→ **TASK TO CARRY OUT**
This exercise calls for every line of the data below with the string "query" in it.

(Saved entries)
= = = = = = =

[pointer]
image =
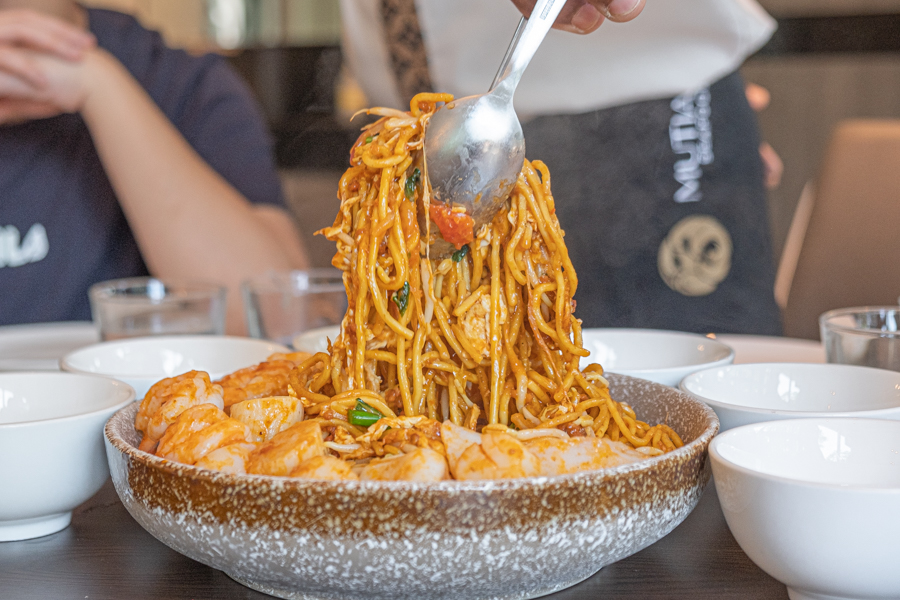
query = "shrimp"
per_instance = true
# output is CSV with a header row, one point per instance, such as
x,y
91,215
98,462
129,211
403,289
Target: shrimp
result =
x,y
495,455
269,378
228,459
268,416
422,464
325,467
200,443
169,398
287,450
194,419
558,456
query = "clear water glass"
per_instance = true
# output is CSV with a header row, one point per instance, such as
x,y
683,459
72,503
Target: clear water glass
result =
x,y
279,306
866,335
143,306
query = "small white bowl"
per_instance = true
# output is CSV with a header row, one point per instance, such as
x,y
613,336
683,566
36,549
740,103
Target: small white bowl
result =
x,y
815,502
51,441
753,393
656,355
662,356
141,362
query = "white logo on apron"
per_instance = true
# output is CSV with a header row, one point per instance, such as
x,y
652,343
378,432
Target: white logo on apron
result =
x,y
32,249
690,133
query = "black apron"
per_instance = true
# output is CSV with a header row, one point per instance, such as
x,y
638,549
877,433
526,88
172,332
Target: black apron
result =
x,y
665,214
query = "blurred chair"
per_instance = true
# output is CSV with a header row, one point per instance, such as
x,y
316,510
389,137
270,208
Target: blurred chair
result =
x,y
843,247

= = = = = = =

→ **RESULT BELOW**
query = "shrimp"
query = "clear water glass"
query = "small white bowl"
query = "white logo on apron"
query = "black apron"
query = "blurred chair"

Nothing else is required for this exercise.